** begin Supplied entries **

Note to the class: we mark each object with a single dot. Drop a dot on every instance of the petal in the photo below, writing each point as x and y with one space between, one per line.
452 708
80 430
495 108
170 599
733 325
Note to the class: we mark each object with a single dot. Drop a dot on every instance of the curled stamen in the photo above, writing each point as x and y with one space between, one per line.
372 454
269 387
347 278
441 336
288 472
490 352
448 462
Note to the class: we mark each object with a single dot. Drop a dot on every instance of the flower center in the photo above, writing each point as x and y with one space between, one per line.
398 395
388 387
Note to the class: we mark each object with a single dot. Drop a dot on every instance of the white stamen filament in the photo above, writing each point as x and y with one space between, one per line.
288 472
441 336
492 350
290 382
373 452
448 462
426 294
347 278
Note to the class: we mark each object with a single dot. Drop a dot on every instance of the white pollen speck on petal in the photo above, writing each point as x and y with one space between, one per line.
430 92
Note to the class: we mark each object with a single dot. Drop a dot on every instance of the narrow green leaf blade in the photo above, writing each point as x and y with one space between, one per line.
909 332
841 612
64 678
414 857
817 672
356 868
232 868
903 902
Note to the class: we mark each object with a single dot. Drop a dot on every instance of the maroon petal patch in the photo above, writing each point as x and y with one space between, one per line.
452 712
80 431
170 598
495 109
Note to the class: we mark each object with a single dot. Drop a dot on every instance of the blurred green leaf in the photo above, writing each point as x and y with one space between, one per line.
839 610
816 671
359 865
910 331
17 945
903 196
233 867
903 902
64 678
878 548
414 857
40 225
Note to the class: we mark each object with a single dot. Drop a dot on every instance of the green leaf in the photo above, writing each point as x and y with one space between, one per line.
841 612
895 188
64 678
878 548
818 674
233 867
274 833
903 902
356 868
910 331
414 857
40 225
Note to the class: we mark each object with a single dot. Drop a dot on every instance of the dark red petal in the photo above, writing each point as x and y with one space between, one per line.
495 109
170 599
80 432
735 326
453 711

** end Supplied entries **

→ Required work
Transcribe all of the material above verbatim, line for line, changing nothing.

→ Answer to this exercise
Note to the class: we mark each object with a single dot. Drop a dot on every instance of the petal in the photo below, writing each point as x and y with one space between, one per line.
452 708
80 430
495 108
170 599
733 325
Note to the class: we mark each object with a single dot. Drop a dot on every instance of the curled stamen in the photo above, writing each point as x and y with one space between, one per line.
372 454
269 387
347 278
441 336
288 472
490 352
448 462
Note to the class: we mark each object with a single dot. Drop a dot on every instance of the flower center in the photo above, writing each point as x and y with one space between, one per line.
398 395
388 387
Note to the class: we mark each object with a single dot. Drop a dot on every instance of the white stamen filament in the photo above, writing each point as x and y with one space between, one per line.
288 472
441 336
492 350
290 382
373 452
448 462
426 294
347 278
Note to the class: we mark each object with a single dot. Drop a dot on every instance of the white pollen speck on petal in the photo above, writing each point as x and y with one space between, one per line.
430 92
Note to the class: we mark each object with a single dot. Drop a dot on every instance of the narrow green leaf blade in the photo above, writing each point as x and y with one space between, one per line.
909 332
841 612
64 678
414 857
817 672
356 868
232 868
903 902
Note to the class: we mark each object with a single dot. Drop a dot on every instance of the maroon petal patch in the photo above, writing each point as x and y with one space between, one per line.
452 712
80 431
170 598
495 109
Note to the class: we mark each object with a single dot. Drop a dot on every instance of the blurred green leaf in the photo above, writing each point as x and y with one space between, one per line.
839 610
816 671
359 865
910 331
17 945
903 196
233 867
903 902
64 678
878 548
414 857
40 225
Note to the class: we mark each object with a single dot. Drop a dot on every instance of the green leaf in the photo above, writing each point as x and y with one space between, one per line.
841 612
895 188
64 678
878 548
818 674
233 867
274 833
903 902
356 868
910 331
414 857
40 225
Note to the class: we mark each object with a single dot. Drop a dot on every instance of the dark red petal in the photo above, writing each point as x and y with one space between, one per line.
495 109
170 599
80 432
735 326
453 711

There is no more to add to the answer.